• Rows

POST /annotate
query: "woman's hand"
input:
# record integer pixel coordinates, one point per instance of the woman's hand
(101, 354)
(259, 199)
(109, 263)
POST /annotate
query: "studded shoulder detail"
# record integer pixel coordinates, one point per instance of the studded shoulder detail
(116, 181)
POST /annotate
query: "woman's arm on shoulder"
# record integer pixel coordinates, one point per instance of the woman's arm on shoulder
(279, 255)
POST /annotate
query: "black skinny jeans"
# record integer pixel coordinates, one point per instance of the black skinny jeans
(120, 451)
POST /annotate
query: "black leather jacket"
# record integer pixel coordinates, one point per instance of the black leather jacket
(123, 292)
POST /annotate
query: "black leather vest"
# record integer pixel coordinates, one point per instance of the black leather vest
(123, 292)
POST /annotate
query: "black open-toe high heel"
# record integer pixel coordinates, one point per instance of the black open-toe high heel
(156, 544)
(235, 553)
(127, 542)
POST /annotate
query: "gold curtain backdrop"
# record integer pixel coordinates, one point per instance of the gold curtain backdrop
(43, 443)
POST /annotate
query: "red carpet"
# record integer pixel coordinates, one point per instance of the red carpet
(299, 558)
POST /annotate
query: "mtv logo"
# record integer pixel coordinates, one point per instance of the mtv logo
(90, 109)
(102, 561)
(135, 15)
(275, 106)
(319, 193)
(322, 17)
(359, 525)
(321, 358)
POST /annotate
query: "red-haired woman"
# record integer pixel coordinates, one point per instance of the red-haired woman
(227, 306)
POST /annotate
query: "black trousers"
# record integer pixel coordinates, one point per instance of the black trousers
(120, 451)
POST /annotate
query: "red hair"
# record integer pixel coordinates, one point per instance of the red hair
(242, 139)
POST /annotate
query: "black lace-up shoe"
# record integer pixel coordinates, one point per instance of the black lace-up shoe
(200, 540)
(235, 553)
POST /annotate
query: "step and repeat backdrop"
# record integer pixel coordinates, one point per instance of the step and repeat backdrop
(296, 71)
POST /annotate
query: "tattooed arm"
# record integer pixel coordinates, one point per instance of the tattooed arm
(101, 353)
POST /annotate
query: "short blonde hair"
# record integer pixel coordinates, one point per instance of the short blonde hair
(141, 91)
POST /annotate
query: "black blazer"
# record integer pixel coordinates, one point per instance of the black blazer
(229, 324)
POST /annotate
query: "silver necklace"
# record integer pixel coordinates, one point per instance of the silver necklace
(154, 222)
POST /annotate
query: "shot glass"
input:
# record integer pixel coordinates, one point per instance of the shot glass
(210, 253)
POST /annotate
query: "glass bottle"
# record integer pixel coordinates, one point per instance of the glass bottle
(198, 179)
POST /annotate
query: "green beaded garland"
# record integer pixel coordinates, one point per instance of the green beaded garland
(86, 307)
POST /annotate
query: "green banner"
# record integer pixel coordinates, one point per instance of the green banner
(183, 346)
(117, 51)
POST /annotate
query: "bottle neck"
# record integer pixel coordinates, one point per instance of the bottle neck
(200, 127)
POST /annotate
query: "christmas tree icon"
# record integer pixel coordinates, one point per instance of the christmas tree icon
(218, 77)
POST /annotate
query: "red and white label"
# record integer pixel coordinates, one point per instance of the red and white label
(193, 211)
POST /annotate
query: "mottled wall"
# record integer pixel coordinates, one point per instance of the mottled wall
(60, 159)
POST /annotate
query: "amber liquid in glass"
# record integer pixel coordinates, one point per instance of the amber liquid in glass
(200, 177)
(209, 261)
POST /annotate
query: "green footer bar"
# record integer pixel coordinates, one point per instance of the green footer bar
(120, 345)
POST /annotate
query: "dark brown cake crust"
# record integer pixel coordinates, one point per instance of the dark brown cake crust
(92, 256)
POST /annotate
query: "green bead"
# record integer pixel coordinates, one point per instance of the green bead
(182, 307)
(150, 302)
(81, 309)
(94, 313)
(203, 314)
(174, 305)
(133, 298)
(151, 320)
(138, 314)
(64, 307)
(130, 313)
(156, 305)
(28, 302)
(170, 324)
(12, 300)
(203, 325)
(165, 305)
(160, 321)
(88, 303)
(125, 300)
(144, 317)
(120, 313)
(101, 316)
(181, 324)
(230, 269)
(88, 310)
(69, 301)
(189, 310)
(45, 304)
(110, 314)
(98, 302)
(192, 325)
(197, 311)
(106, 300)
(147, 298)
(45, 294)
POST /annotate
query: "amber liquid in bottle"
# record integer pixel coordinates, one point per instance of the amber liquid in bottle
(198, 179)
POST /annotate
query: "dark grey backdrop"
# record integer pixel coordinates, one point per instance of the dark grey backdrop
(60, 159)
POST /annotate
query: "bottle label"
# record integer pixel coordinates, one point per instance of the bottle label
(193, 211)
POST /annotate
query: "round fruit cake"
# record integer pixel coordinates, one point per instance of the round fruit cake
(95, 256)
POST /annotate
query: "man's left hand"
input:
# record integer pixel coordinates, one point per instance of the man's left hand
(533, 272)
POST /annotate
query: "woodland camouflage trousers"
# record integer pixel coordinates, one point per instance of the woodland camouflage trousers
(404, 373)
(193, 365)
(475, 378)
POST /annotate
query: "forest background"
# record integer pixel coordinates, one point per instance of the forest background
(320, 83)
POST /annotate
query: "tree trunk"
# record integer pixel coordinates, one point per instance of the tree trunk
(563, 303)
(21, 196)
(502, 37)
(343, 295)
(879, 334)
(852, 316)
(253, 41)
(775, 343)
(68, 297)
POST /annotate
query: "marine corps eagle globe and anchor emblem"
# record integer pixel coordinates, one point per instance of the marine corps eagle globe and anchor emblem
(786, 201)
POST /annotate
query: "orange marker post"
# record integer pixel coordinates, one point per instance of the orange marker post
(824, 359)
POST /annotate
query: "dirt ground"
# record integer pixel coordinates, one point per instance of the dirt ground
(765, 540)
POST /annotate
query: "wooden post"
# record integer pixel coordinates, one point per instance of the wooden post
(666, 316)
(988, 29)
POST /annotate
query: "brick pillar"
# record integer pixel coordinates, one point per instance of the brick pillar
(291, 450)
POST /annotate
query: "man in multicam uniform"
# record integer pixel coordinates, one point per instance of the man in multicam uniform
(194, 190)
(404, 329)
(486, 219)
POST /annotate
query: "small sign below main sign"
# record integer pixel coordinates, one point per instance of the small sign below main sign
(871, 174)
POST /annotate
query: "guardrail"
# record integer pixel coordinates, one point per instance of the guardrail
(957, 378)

• Given problem
Copy every line of the material, please, keeping it exactly the same.

• Output below
POST /annotate
query: "woman's hand"
input:
# record integer pixel coordinates, one point per instance of the woman's hand
(101, 354)
(259, 199)
(109, 263)
POST /annotate
query: "studded shoulder detail"
# record integer pixel coordinates, one point per instance of the studded shoulder detail
(116, 181)
POST /annotate
query: "woman's arm on shoulder"
# record integer pixel coordinates, one point per instance of the woman's arm on shoulder
(279, 255)
POST /annotate
query: "black skinny jeans"
# record integer pixel coordinates, one point per instance of the black skinny jeans
(120, 451)
POST /annotate
query: "black leather jacket"
# record integer pixel coordinates, one point per instance of the black leather jacket
(123, 292)
POST /annotate
query: "black leather vest"
# record integer pixel coordinates, one point per instance of the black leather vest
(123, 292)
POST /annotate
query: "black open-toe high heel"
# record integer pixel coordinates, one point per instance of the black open-toe high heel
(156, 544)
(235, 553)
(127, 542)
POST /annotate
query: "gold curtain backdrop"
# record integer pixel coordinates, one point per instance of the gold curtain backdrop
(43, 443)
POST /annotate
query: "red carpet"
# record integer pixel coordinates, one point per instance of the red carpet
(299, 558)
POST /annotate
query: "mtv logo"
# record integer pixel coordinates, one point per instance of the mtv logo
(90, 109)
(102, 561)
(135, 15)
(275, 106)
(319, 193)
(322, 17)
(359, 525)
(321, 358)
POST /annotate
query: "red-haired woman"
# record integer pixel coordinates, one point per instance of the red-haired woman
(227, 306)
POST /annotate
query: "black trousers"
# record integer pixel coordinates, one point per instance of the black trousers
(120, 451)
POST /annotate
query: "red hair"
# record integer pixel coordinates, one point per instance of the red hair
(242, 139)
POST /annotate
query: "black lace-up shoe"
# record integer pixel coordinates, one point per instance of the black lace-up shoe
(200, 540)
(235, 553)
POST /annotate
query: "step and repeat backdrop"
# record integer pixel coordinates, one point per instance of the step and repeat backdrop
(296, 71)
POST /annotate
query: "tattooed arm"
# record integer pixel coordinates, one point per instance of the tattooed arm
(101, 353)
POST /annotate
query: "short blonde hair"
# record integer pixel coordinates, one point per instance of the short blonde hair
(141, 91)
POST /annotate
query: "black blazer"
# record integer pixel coordinates, one point per instance of the black blazer
(229, 324)
POST /annotate
query: "silver necklace"
# record integer pixel coordinates, one point per instance of the silver necklace
(154, 222)
POST /annotate
query: "shot glass"
input:
# record integer pixel coordinates, one point per instance of the shot glass
(210, 253)
POST /annotate
query: "glass bottle"
# record integer pixel coordinates, one point per instance of the glass bottle
(198, 179)
POST /annotate
query: "green beaded garland"
# record integer pixel coordinates, one point per instance of the green beaded garland
(86, 307)
POST /annotate
query: "green banner"
# record integer pixel coordinates, one point per instance of the green banner
(183, 346)
(117, 51)
POST /annotate
query: "bottle neck"
# record integer pixel coordinates, one point per instance of the bottle neck
(200, 127)
POST /annotate
query: "christmas tree icon"
# record integer pixel coordinates, one point per instance of the christmas tree icon
(218, 77)
POST /annotate
query: "red and white label"
# record integer pixel coordinates, one point per instance of the red and white label
(193, 211)
POST /annotate
query: "mottled wall"
# record integer pixel coordinates, one point per instance of the mottled wall
(60, 159)
POST /annotate
query: "amber liquid in glass"
# record integer pixel coordinates, one point per instance of the amber liquid in glass
(200, 177)
(209, 261)
POST /annotate
query: "green footer bar"
# record integer pixel coordinates, one point per instance of the green footer bar
(120, 345)
POST /annotate
query: "dark brown cake crust"
# record integer pixel coordinates, one point per instance of the dark brown cake crust
(92, 256)
POST /annotate
query: "green bead"
# record integer pixel coordinates, one point per instance of the green bead
(182, 307)
(150, 302)
(81, 309)
(94, 313)
(203, 314)
(174, 305)
(133, 298)
(151, 320)
(138, 314)
(64, 307)
(130, 313)
(156, 305)
(28, 302)
(170, 324)
(12, 300)
(203, 325)
(165, 305)
(160, 321)
(88, 303)
(125, 300)
(144, 317)
(120, 313)
(101, 316)
(181, 324)
(230, 269)
(88, 310)
(69, 301)
(189, 310)
(45, 304)
(110, 314)
(98, 302)
(192, 325)
(197, 311)
(106, 300)
(147, 298)
(45, 294)
POST /annotate
query: "amber liquid in bottle"
# record integer pixel coordinates, one point per instance of the amber liquid in bottle
(198, 179)
POST /annotate
query: "dark grey backdrop"
# record integer pixel coordinates, one point per instance of the dark grey backdrop
(60, 159)
POST /annotate
query: "bottle label"
# record integer pixel coordinates, one point per instance of the bottle label
(193, 211)
POST /annotate
query: "round fruit cake"
# record integer pixel coordinates, one point per instance of the round fruit cake
(95, 256)
POST /annotate
query: "man's left hand"
input:
# record integer pixel coordinates, one point per instance of the man's left hand
(533, 272)
POST /annotate
query: "woodland camouflage trousers"
# record integer pixel coordinates, one point per instance of the woodland camouflage trousers
(404, 373)
(193, 365)
(475, 378)
POST /annotate
query: "forest background"
# record integer pixel coordinates, one point per instance of the forest background
(320, 83)
POST /annotate
query: "tree trunk"
# record integer pixel coordinates, one point per instance of the tree trunk
(563, 303)
(21, 196)
(502, 37)
(343, 295)
(879, 334)
(852, 316)
(253, 41)
(775, 343)
(68, 297)
POST /annotate
query: "marine corps eagle globe and anchor emblem"
# record integer pixel coordinates, one point per instance of the marine corps eagle globe and anchor emblem
(786, 201)
POST /annotate
query: "orange marker post"
# record integer pixel coordinates, one point per instance of the orange marker post
(824, 359)
POST /annotate
query: "dirt ground"
# record integer pixel coordinates, one point per instance of the dirt ground
(765, 540)
POST /annotate
query: "wooden post"
# record integer pixel coordinates, one point per instance of the wooden post
(666, 316)
(988, 29)
POST /annotate
query: "brick pillar"
# record integer pixel coordinates, one point per instance of the brick pillar
(291, 450)
POST /annotate
query: "man in multicam uniform"
# record integer pixel coordinates, one point per instance of the man in multicam uniform
(194, 190)
(404, 329)
(486, 219)
POST /annotate
query: "small sign below main sign"
# record integer pixel coordinates, one point per instance of the small sign below main sign
(871, 174)
POST /annotate
query: "guardrail"
# record integer pixel coordinates, one point per instance of the guardrail
(957, 378)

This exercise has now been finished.